Excerpt:
========

American Flying Adventures is proud to offer a 24/7 real-time audio feed of St. Petersburg/ Clearwater International Airport's  most important radio frequencies. See behind the scenes at one of medium busy airport. Listen to live transmissions between air traffic controllers in the airport tower and pilots landing and departing from the airport. Click on the links below to listen.

The control tower at 'St. Pete' Airport continually broadcasts information about operational and weather conditions at the airport. This is called the Aerodrome Terminal Information Service - ATIS. It is a continuous broadcast of recorded non-control information in busier terminal (i.e. airport) areas. ATIS broadcasts contain essential information, such as weather information, which runways are active, available approaches, and any other information required by the flight crew. Pilots usually listen to an available ATIS broadcast before contacting the local control tower, in order to reduce the controllers' workload and relieve frequency congestion. The recording is updated when there is a significant change in the information, like a change in the active runway. It is given a letter designation (e.g. bravo), from the Phonetic Alphabet. The letter progresses down the alphabet and starts at Alpha each day. When contacting the control tower or ground station, a pilot will indicate he/she has "information" and the ATIS identification letter to let the controller know that the pilot is up to date with all current information.

Ground Control is responsible for the airport "maneuvering" areas, or areas not released to aircraft. This generally includes all taxiways, holding areas, and some transitional aprons or intersections where aircraft arrive having vacated the runway and departure gates. Any aircraft, vehicle, or person walking or working in these areas is required to have clearance from the ground controller. Most aircraft and airside vehicles have radios. Ground control is vital to the smooth operation of the airport because this position might constrain the order in which the aircraft will be sequenced to depart, which can affect the safety and efficiency of the airport's operation.

The Tower is responsible for the active runway surfaces. It clears aircraft for take off or landing and ensures the runway is clear for these aircraft. St. Pete Tower controls the Class D airspace which reaches out on a 5 miles radius from the center of the airport. The controller helps to separate and sequence all aircraft in this area, using a remote radar link from Tampa Airport. For example, if the tower controller detects any unsafe condition, a landing aircraft will be told to "go-around" and will be again sequenced into the landing pattern by the tower controller. Within the tower, a highly disciplined communications process between tower and ground control is an absolute necessity to guarantee coordination and a smooth operation.

Tampa airport has a radar control facility that is associated also with our airport. It's known under the name of Approach Control. It handles both, departures and arrivals. It is also referred to as a TRACON or Terminal Radar Approach CONtrol facility. Tampa has a Class B airspace which also overlays KPIE airport since we are only about 10 miles afar from Tampa. Approach controllers are responsible for providing all ATC services within their airspace. Traffic flow is broadly divided into departures, arrivals, over-flights, and VFR aircraft. As aircraft move in and out of the terminal airspace, they are handed off to the next appropriate control facility (a control tower, an en-route control facility, or a bordering terminal or approach control). Terminal control is responsible for ensuring that aircraft are at an appropriate altitude when they are handed off, and that aircraft arrive at a suitable rate for landing.

========

Your objective: Give back, word for word, the portion of the St. Pete airport radio excerpt starting with "The Tower is" and going on through "a smooth operation.".

========

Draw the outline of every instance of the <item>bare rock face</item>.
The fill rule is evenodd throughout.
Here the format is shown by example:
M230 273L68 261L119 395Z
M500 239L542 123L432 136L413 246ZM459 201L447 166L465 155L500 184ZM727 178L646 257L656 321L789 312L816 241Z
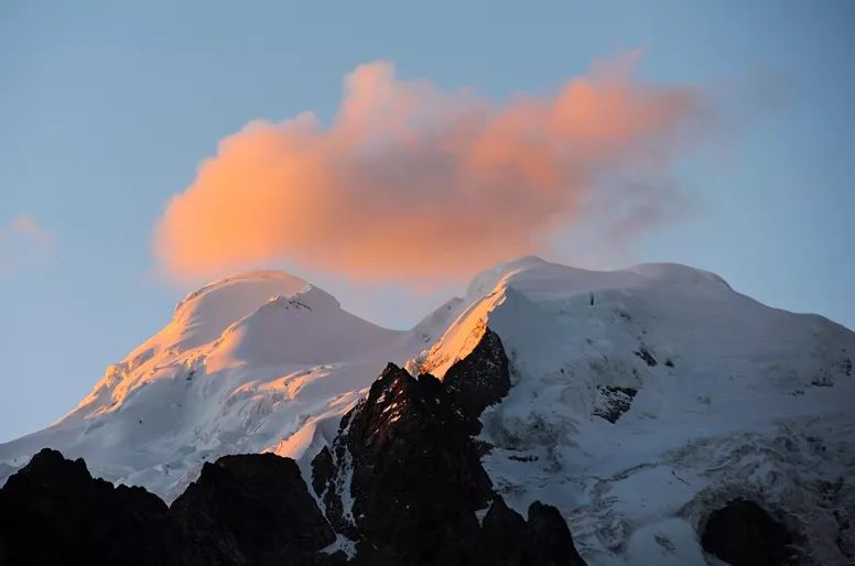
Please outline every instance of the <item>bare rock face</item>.
M2 565L333 565L335 540L293 460L226 456L172 505L44 449L0 490Z
M178 564L169 508L43 449L0 489L0 564Z
M312 462L323 511L272 454L205 464L167 508L42 450L0 489L0 565L584 566L555 508L522 518L481 467L478 416L509 388L489 329L445 381L390 363Z
M477 417L509 388L489 329L444 381L387 366L313 461L315 492L331 524L356 543L355 564L584 564L555 508L534 503L526 521L480 465Z
M273 454L205 464L170 512L193 564L314 564L335 541L294 460Z
M792 535L754 501L735 499L713 511L704 527L704 551L733 566L797 564Z
M475 423L475 433L480 432L480 414L510 391L508 357L499 335L485 328L472 352L448 368L443 383L452 403Z

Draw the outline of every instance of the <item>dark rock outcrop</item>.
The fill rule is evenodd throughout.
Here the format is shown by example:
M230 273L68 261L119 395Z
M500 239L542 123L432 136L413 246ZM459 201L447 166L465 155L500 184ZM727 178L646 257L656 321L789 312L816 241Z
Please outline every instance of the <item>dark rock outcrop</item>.
M273 454L206 462L170 511L191 564L315 564L335 541L294 460Z
M177 564L169 508L43 449L0 490L0 564Z
M702 536L704 551L733 566L794 564L792 535L754 501L735 499L713 511Z
M584 566L558 509L523 519L480 464L478 416L509 388L488 328L444 381L390 363L312 462L323 512L272 454L205 464L167 508L42 450L0 489L0 566ZM336 541L355 555L328 553Z
M172 508L44 449L0 489L0 565L333 565L335 541L293 460L206 464Z
M315 492L336 531L356 542L356 564L584 564L556 509L534 503L527 522L480 464L477 417L509 388L489 329L443 381L383 370L313 461Z
M475 434L480 432L478 416L510 391L508 357L499 335L485 328L472 352L448 368L443 383L452 403L475 424Z

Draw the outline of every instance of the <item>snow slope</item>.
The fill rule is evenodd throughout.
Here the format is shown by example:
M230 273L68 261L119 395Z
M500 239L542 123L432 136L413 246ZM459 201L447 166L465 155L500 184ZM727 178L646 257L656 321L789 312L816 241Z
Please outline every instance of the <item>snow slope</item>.
M378 368L424 339L362 320L297 277L228 277L187 295L65 417L0 445L10 466L0 474L51 446L100 477L173 499L205 460L264 450L297 458L332 437Z
M808 563L852 563L853 333L681 265L523 258L470 293L410 368L442 375L485 325L501 337L515 384L481 417L485 467L518 511L559 505L588 564L706 564L697 532L737 496L799 533Z
M387 361L442 377L487 326L513 387L481 416L485 467L517 510L558 505L588 564L712 563L699 529L736 496L810 541L809 563L855 556L855 335L671 264L522 258L409 331L282 273L221 280L68 415L0 445L0 476L51 446L172 499L220 455L305 464Z

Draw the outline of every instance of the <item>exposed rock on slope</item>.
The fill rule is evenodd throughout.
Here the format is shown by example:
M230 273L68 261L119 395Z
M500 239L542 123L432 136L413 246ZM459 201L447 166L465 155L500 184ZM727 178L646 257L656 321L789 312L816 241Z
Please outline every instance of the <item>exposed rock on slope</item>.
M508 387L489 329L445 382L390 363L315 457L317 500L273 454L205 464L167 509L45 449L0 489L0 564L584 566L558 509L523 519L480 465L477 417Z
M344 562L293 460L221 458L169 509L44 449L0 489L0 564L281 565Z
M507 362L469 358L478 348L495 350L491 333ZM304 478L313 460L318 474L326 469L318 477L336 531L331 549L353 551L360 518L349 488L365 475L357 478L347 459L374 448L335 438L342 416L392 360L442 382L437 389L410 378L415 385L401 385L414 414L477 434L461 454L473 459L474 443L487 500L495 507L500 496L516 513L496 509L500 523L549 502L591 565L706 565L714 560L701 545L706 520L739 498L775 510L804 564L848 564L854 357L851 330L768 307L683 265L602 272L522 258L479 274L464 297L410 331L360 320L296 277L252 273L191 294L69 415L0 445L0 483L52 446L86 458L94 476L171 501L205 461L273 451L293 457ZM498 377L483 383L479 375L494 371ZM445 398L454 414L421 406ZM405 424L374 417L366 426L380 434ZM377 456L408 455L387 440ZM442 454L443 444L432 443ZM435 468L429 464L424 474ZM470 480L483 477L467 469ZM467 496L472 505L481 493ZM488 509L476 516L486 521Z
M390 363L313 462L315 491L356 563L583 565L556 509L535 502L527 522L480 465L477 417L510 387L501 340L486 328L445 378Z

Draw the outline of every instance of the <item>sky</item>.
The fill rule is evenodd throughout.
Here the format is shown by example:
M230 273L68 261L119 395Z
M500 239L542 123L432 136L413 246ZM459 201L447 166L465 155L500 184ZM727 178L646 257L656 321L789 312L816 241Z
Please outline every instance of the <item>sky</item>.
M251 266L405 328L678 262L855 328L853 2L131 4L0 4L0 442Z

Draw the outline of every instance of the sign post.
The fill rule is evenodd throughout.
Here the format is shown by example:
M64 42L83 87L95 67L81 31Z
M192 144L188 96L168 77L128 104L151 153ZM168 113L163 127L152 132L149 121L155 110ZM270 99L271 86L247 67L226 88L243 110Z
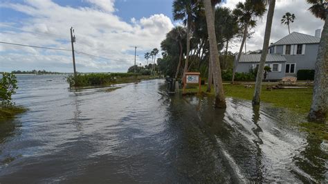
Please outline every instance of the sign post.
M199 93L201 93L201 73L199 72L186 72L183 77L183 94L185 94L185 86L187 84L199 84Z

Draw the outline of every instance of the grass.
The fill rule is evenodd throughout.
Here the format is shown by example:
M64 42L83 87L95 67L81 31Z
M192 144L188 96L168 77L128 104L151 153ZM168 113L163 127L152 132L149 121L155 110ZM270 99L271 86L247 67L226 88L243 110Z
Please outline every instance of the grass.
M26 111L21 107L0 107L0 121L14 118L19 113Z
M202 93L214 95L214 89L210 93L206 92L206 85L202 86ZM254 93L254 86L251 88L245 88L242 84L224 84L224 94L227 97L233 97L251 100ZM312 100L311 87L306 89L284 89L266 90L266 86L262 86L261 101L271 103L275 107L284 107L294 112L304 113L309 111ZM187 93L197 93L197 88L186 89Z
M203 94L214 95L214 90L211 93L206 92L206 85L202 86ZM242 84L224 84L224 94L227 97L251 100L254 93L254 85L252 88L245 88ZM277 107L286 108L292 113L295 113L306 119L310 110L312 100L312 87L306 89L283 89L266 90L266 85L262 86L261 102L271 103ZM198 87L192 86L186 89L187 93L197 93ZM309 136L320 140L328 140L328 125L313 122L301 122L299 124L301 131L306 131Z
M71 87L86 87L138 82L141 80L149 80L155 77L154 76L140 75L133 73L78 73L76 76L74 76L74 75L69 75L66 80Z
M109 88L109 89L107 89L104 91L106 92L111 92L113 91L115 91L116 89L120 89L122 87L113 87L113 88Z

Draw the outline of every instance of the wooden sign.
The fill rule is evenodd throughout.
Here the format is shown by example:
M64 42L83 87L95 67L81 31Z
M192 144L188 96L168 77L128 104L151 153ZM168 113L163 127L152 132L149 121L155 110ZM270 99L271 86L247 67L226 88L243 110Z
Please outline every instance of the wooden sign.
M199 83L199 75L185 75L187 84L198 84Z
M183 94L185 93L185 86L189 84L199 84L199 93L201 93L201 73L199 72L186 72L183 77Z

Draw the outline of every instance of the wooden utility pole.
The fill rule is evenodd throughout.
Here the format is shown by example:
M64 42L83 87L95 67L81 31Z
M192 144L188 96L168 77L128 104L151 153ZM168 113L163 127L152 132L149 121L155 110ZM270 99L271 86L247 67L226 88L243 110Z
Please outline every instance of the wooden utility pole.
M136 66L136 46L134 47L134 73L136 73L136 67L137 66Z
M74 33L74 30L73 27L71 27L71 42L72 43L72 55L73 55L73 66L74 67L74 76L76 75L76 68L75 68L75 56L74 55L74 44L73 43L75 42L75 36L73 36L73 33Z

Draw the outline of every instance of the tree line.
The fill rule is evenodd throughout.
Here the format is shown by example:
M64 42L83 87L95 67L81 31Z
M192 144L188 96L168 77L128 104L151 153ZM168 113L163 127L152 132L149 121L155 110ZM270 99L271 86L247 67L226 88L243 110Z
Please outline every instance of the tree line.
M316 64L313 98L309 115L310 120L325 121L327 109L327 75L325 54L327 50L327 4L321 0L307 0L311 5L309 10L318 18L325 21ZM208 91L214 84L215 107L226 107L222 85L222 71L233 71L234 82L237 65L248 38L257 20L268 11L260 62L256 75L253 104L259 105L265 59L269 46L275 0L246 0L238 3L233 10L217 7L220 0L174 0L173 17L183 26L177 26L170 31L161 43L163 57L157 62L160 71L176 80L188 71L199 71L208 78ZM295 17L286 13L282 24L288 26ZM228 51L229 45L241 42L235 62L235 54ZM266 68L266 71L268 71Z

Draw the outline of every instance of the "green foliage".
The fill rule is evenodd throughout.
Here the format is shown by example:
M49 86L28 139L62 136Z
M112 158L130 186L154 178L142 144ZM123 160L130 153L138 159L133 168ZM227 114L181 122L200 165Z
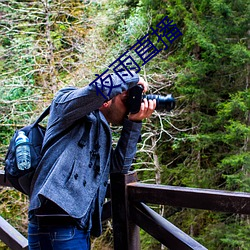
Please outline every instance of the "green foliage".
M183 35L140 73L177 107L144 124L133 168L144 182L250 192L249 0L82 2L0 3L0 153L58 88L88 82L168 15ZM10 192L13 213L3 199L2 215L22 221L15 201L24 198ZM172 207L164 216L208 249L250 248L247 216ZM143 249L160 247L141 238Z

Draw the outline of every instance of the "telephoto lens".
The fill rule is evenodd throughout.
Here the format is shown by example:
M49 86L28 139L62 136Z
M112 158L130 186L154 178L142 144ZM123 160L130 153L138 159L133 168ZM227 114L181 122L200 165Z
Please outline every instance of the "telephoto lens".
M141 102L144 98L147 100L156 100L156 110L170 112L175 107L175 99L172 94L162 95L142 95L143 87L141 85L134 86L129 89L127 107L131 114L136 114L140 111Z
M159 111L168 111L170 112L175 107L175 99L172 94L168 94L166 96L162 95L144 95L143 98L147 100L156 100L156 110Z

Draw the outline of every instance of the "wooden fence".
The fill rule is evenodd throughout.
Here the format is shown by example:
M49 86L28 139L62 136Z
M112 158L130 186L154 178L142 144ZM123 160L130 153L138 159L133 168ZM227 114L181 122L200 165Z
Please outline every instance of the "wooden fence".
M11 186L4 183L2 171L0 186ZM111 174L107 198L102 220L112 217L115 250L141 249L140 228L169 249L207 249L145 203L250 214L250 193L142 184L135 172ZM0 240L13 250L28 249L27 239L2 217Z

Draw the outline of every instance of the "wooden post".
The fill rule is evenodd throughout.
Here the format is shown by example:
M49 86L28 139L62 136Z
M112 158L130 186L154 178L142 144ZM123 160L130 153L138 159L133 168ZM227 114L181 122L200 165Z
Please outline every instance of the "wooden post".
M136 182L137 174L111 174L111 202L115 250L139 250L139 227L130 219L127 184Z

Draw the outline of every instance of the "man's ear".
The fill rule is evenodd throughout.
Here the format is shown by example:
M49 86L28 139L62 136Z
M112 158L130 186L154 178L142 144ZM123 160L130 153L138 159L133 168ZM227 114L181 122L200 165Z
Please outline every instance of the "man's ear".
M103 109L106 109L106 108L108 108L109 107L109 103L108 103L108 101L106 101L106 102L104 102L103 104L102 104L102 106L99 108L100 110L103 110Z
M104 102L104 103L102 104L102 107L103 107L103 108L107 108L108 106L109 106L108 101L106 101L106 102Z

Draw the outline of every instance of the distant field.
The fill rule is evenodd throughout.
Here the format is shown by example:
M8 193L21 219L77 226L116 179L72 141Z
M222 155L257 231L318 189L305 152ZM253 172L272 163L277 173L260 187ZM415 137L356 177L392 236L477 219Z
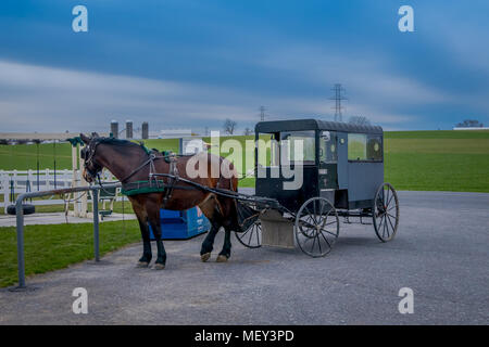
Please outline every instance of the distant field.
M399 190L489 192L489 131L386 132L386 147Z
M233 139L244 147L253 137ZM489 131L388 131L385 143L386 180L398 190L489 192ZM146 145L178 151L175 139L147 140ZM252 150L247 154L252 157ZM40 168L53 168L52 144L39 145L39 159ZM57 144L57 167L71 168L68 144ZM36 168L36 145L0 145L0 169L14 168ZM253 179L240 181L253 184Z

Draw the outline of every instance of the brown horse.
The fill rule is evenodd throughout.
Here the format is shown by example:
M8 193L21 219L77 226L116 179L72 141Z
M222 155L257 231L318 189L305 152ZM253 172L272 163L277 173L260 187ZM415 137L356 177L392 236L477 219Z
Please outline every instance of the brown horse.
M160 224L160 209L162 207L173 210L185 210L199 206L211 222L211 230L200 250L201 260L209 260L215 235L223 227L225 230L224 245L216 261L227 261L230 257L231 248L230 232L238 230L236 202L231 197L198 189L185 181L174 180L171 177L150 176L150 174L176 174L179 178L203 187L228 189L236 192L238 179L231 163L212 154L200 153L198 154L199 156L205 156L203 159L208 164L206 175L189 178L187 164L192 158L191 156L175 157L172 163L171 160L165 160L166 157L161 153L149 153L142 145L130 141L101 138L96 132L91 137L80 133L80 138L86 144L82 151L82 156L85 159L83 176L88 182L93 182L99 172L106 168L123 183L123 187L131 182L149 181L151 177L166 185L177 185L171 192L166 190L166 192L150 192L128 196L139 221L142 236L143 250L142 257L138 261L138 267L148 267L152 258L148 223L151 226L158 246L154 268L164 269L165 267L166 253L161 240ZM150 160L151 155L155 156L153 160ZM223 167L227 168L227 172L223 172ZM197 168L199 167L197 166ZM214 172L218 172L218 175Z

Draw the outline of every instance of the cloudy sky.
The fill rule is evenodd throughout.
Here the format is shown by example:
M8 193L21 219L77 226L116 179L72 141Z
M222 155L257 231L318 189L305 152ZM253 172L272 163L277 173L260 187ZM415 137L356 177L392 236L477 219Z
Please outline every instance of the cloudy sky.
M88 33L72 10L88 9ZM398 10L414 9L414 33ZM0 131L252 128L344 118L385 129L489 125L489 2L2 0Z

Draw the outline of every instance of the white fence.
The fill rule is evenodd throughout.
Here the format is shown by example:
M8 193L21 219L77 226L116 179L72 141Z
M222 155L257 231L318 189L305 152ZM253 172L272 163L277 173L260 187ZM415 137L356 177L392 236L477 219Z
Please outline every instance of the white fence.
M79 175L79 174L78 174ZM80 179L79 177L77 178ZM104 172L103 181L112 181L112 175ZM37 170L0 170L0 208L3 207L7 214L7 206L15 203L15 197L11 200L11 192L15 195L27 191L47 191L51 189L73 188L73 170L54 170L43 169L37 175ZM64 201L60 198L37 200L33 201L33 205L63 205Z

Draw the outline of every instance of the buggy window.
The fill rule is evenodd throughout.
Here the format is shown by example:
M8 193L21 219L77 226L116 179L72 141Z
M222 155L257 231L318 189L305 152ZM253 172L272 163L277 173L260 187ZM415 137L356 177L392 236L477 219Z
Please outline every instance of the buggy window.
M383 160L381 136L366 133L348 134L348 159L363 162Z
M375 162L383 159L383 138L380 136L367 137L367 158Z
M278 134L278 133L277 133ZM260 133L256 141L258 165L260 167L278 166L278 141L275 133Z
M314 130L280 132L280 146L285 153L281 156L283 165L294 164L302 159L304 165L315 164L316 134ZM302 147L302 151L301 151ZM301 155L302 154L302 155ZM302 156L302 158L300 157ZM300 163L297 163L300 164Z
M322 131L319 139L319 159L322 163L337 163L336 132Z

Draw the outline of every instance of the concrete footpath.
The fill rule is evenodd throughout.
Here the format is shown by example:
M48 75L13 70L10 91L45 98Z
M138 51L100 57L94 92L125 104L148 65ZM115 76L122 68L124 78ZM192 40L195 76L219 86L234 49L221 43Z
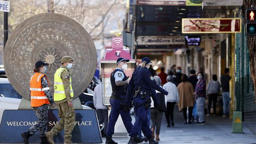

========

Solution:
The Tower is responsible for the active runway surfaces. It clears aircraft for take off or landing and ensures the runway is clear for these aircraft. St. Pete Tower controls the Class D airspace which reaches out on a 5 miles radius from the center of the airport. The controller helps to separate and sequence all aircraft in this area, using a remote radar link from Tampa Airport. For example, if the tower controller detects any unsafe condition, a landing aircraft will be told to "go-around" and will be again sequenced into the landing pattern by the tower controller. Within the tower, a highly disciplined communications process between tower and ground control is an absolute necessity to guarantee coordination and a smooth operation.